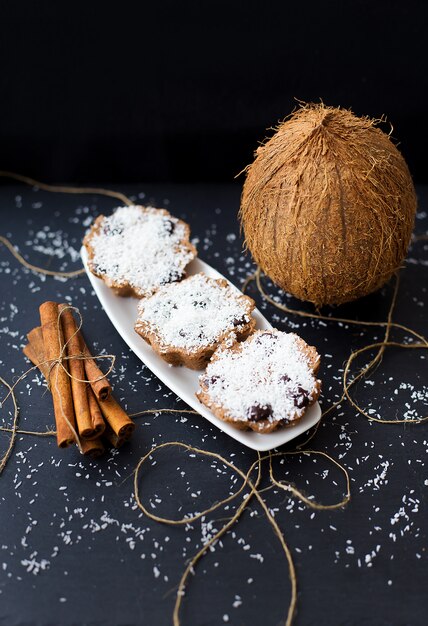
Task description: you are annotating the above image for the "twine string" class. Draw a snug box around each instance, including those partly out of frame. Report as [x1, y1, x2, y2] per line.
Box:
[134, 442, 351, 626]
[0, 170, 133, 278]
[0, 171, 428, 626]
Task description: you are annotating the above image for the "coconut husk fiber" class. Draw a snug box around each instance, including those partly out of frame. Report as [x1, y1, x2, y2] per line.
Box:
[240, 104, 416, 307]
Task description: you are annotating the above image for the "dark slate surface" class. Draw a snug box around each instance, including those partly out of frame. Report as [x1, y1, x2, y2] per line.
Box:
[0, 184, 428, 626]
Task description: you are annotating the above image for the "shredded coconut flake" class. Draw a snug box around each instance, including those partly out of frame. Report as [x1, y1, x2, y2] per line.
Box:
[135, 274, 252, 352]
[200, 331, 317, 422]
[89, 206, 194, 295]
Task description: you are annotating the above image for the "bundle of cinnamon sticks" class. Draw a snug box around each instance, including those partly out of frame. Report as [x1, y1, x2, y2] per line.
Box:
[23, 302, 135, 457]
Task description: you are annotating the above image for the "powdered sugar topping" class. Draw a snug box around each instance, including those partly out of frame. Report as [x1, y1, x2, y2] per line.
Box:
[200, 330, 318, 422]
[85, 206, 195, 295]
[135, 274, 253, 352]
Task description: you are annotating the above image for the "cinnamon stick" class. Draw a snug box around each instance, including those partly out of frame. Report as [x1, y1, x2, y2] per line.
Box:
[58, 304, 95, 439]
[86, 385, 106, 437]
[39, 302, 76, 448]
[23, 326, 49, 381]
[98, 396, 135, 441]
[79, 332, 111, 400]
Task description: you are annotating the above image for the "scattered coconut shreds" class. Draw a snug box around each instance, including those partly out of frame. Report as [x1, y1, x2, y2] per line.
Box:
[0, 186, 428, 624]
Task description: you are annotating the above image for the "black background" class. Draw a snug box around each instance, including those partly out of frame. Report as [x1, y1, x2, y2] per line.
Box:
[0, 0, 428, 183]
[0, 183, 428, 626]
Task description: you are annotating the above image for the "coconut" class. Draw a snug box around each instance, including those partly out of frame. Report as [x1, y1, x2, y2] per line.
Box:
[240, 104, 416, 307]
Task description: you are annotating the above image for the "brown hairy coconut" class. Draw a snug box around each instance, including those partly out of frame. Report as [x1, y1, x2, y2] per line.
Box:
[240, 104, 416, 306]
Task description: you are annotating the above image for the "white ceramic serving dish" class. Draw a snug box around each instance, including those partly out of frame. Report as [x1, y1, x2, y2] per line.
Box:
[80, 247, 321, 451]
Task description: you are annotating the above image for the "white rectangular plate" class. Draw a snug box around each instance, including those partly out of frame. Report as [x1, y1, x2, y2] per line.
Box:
[80, 247, 321, 451]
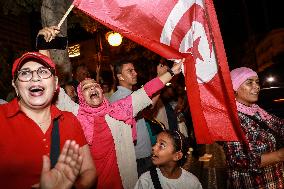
######
### [Do this]
Count the lines of the records that contain the string "powdered" and reply with the number alone.

### [Output for this task]
1